Natural-language object grounding data:
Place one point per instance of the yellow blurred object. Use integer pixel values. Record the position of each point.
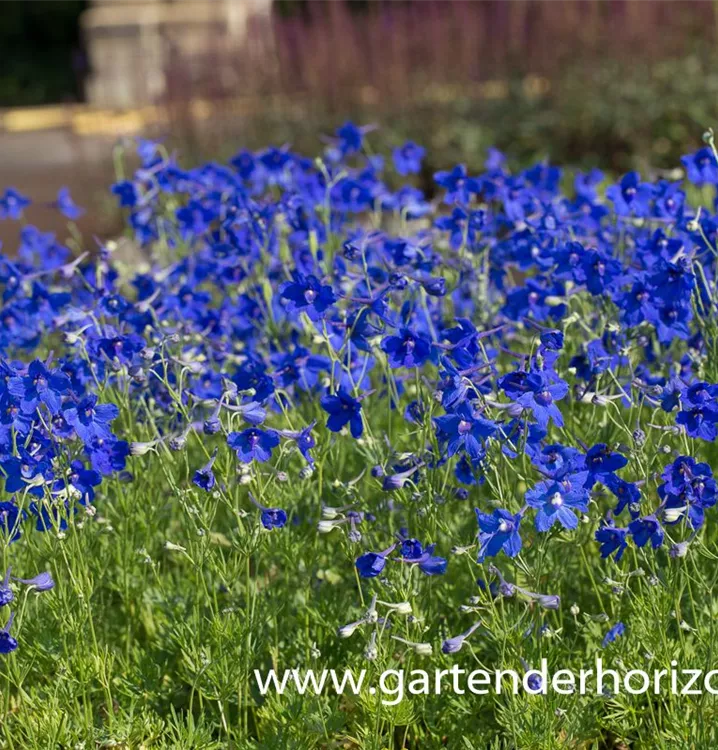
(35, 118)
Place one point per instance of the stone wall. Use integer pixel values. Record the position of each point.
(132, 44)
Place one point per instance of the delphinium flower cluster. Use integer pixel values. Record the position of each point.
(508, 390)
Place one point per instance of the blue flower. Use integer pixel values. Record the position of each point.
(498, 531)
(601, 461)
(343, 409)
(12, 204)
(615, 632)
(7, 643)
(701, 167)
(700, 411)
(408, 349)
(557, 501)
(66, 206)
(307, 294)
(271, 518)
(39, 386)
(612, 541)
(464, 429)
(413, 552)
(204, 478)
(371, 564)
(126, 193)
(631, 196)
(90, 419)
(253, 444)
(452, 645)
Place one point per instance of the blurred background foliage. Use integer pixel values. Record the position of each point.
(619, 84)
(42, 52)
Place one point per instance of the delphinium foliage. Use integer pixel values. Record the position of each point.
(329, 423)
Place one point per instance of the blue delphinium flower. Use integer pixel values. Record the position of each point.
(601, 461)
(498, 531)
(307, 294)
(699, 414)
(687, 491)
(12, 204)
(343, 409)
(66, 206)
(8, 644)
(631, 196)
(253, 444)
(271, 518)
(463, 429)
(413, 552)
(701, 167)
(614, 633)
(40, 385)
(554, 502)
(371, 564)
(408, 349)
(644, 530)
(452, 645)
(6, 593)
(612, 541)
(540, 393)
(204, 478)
* * *
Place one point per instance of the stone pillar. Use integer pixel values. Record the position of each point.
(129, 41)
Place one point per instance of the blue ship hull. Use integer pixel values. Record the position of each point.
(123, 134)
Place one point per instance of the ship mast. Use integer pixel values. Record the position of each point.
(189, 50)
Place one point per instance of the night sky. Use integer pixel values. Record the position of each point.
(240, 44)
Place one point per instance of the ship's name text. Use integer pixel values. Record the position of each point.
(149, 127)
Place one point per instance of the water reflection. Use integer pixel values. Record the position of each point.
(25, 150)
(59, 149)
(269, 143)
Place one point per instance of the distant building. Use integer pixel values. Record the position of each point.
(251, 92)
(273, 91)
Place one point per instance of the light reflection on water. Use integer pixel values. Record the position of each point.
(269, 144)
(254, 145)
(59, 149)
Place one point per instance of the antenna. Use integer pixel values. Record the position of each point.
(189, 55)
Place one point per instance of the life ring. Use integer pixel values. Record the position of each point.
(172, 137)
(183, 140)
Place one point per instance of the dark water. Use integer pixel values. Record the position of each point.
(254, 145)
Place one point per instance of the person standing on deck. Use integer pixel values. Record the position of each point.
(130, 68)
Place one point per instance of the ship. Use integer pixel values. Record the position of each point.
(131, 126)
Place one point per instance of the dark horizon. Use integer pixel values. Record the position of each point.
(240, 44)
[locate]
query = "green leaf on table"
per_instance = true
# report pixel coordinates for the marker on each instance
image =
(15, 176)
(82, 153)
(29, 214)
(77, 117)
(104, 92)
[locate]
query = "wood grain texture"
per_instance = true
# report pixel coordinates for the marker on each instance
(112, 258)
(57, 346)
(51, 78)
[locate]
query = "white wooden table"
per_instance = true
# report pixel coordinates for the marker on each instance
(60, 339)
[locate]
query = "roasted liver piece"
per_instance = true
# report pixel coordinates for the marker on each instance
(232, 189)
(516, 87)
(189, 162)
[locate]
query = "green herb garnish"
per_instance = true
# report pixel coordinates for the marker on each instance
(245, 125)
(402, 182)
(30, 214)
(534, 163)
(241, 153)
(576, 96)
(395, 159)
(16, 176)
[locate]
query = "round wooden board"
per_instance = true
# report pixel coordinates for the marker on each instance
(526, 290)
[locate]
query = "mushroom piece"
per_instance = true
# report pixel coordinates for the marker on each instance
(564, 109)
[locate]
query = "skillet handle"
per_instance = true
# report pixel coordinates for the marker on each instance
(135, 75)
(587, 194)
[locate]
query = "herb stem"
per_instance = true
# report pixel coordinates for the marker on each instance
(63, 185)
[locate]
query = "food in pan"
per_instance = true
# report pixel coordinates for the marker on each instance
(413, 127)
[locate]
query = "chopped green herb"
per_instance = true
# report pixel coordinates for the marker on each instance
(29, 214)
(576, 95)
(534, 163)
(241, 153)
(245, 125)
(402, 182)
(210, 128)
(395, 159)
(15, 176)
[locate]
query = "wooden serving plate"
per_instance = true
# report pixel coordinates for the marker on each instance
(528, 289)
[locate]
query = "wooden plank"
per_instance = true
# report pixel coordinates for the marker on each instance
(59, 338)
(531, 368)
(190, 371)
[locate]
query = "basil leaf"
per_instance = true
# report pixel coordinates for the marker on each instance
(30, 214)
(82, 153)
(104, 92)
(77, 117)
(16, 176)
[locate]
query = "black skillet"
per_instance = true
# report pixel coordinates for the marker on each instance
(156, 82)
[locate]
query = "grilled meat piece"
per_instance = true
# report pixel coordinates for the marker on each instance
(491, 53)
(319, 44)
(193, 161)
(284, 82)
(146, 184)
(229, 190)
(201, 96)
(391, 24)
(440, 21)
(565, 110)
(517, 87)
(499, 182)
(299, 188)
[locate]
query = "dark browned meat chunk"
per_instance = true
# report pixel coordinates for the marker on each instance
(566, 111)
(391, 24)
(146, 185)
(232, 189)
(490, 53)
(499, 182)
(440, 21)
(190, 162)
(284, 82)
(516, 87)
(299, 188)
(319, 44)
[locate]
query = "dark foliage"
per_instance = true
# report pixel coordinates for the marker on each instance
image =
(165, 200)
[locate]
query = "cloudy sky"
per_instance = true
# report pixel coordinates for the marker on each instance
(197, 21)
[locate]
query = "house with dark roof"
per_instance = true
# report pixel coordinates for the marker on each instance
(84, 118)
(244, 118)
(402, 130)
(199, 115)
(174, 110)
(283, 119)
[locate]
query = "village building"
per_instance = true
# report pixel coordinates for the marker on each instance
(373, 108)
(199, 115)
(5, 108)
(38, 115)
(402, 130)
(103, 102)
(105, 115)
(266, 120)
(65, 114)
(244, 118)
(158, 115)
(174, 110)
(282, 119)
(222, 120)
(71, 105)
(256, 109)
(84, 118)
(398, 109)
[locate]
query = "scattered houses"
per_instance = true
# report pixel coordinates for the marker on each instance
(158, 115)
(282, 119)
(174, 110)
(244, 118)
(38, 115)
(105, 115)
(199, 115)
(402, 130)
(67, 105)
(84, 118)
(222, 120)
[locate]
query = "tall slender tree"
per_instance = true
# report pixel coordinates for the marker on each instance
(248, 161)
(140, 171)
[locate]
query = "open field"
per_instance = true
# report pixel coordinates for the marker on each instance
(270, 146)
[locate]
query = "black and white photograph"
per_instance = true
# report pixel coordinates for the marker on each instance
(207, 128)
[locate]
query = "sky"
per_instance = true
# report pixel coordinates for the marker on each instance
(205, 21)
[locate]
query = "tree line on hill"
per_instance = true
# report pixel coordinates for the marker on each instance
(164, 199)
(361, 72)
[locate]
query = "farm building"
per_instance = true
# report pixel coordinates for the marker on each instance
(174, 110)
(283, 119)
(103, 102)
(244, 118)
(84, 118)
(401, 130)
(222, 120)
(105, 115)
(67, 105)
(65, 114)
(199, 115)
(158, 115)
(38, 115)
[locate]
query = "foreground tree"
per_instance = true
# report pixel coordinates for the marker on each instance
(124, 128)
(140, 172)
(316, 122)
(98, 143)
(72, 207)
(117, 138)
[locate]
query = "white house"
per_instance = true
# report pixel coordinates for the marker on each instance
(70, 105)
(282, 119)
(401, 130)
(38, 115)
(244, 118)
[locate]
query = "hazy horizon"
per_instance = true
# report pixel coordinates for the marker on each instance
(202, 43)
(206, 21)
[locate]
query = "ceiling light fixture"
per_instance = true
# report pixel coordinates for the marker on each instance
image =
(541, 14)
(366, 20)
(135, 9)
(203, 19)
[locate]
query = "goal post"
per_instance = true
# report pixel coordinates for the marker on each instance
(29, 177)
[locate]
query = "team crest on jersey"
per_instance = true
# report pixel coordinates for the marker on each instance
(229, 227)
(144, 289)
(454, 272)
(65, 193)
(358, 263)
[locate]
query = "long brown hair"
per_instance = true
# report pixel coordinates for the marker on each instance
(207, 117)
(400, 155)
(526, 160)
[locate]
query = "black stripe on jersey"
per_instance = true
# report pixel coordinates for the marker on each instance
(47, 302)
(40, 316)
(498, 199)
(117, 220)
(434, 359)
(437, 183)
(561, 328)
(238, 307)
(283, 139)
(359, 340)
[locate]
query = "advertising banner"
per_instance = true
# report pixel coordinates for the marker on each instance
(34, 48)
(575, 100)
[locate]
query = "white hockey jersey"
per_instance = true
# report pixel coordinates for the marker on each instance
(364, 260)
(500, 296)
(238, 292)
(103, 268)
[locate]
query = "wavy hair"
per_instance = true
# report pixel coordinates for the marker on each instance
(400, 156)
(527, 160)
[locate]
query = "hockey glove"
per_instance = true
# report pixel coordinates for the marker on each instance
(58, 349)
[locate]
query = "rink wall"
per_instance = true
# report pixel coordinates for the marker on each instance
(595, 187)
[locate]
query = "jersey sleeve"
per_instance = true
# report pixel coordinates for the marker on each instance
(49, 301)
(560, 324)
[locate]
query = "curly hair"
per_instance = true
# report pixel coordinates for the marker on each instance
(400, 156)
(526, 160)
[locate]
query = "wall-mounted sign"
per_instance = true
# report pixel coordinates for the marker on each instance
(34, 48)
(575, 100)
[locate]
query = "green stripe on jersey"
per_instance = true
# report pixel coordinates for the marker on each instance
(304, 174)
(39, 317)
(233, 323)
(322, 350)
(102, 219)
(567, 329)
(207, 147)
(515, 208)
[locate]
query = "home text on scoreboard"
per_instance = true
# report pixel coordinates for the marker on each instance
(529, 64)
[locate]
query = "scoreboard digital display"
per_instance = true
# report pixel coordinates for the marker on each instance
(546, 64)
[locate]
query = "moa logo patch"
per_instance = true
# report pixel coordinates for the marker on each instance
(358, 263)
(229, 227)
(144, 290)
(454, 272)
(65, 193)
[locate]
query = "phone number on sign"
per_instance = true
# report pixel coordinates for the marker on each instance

* **TRY IT**
Your answer should consist of all lines above that include the string "stripe".

* **ANSWER TO THE PROBLEM**
query = "black stripe on jersey"
query = "green stripe on jersey"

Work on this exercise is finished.